» **INSTRUCTIONS TO FOLLOW**
Could you print every record exactly as it stands?
[[ DATA RECORDS, beginning ]]
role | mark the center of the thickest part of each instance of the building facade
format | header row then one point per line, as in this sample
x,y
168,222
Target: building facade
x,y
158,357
[[ DATA RECORDS, end ]]
» **RESULT FOR THIS EXERCISE**
role | mark the center of the thickest part of each instance of the building facade
format | header row then one point per line, as in this sample
x,y
168,222
Target: building facade
x,y
158,357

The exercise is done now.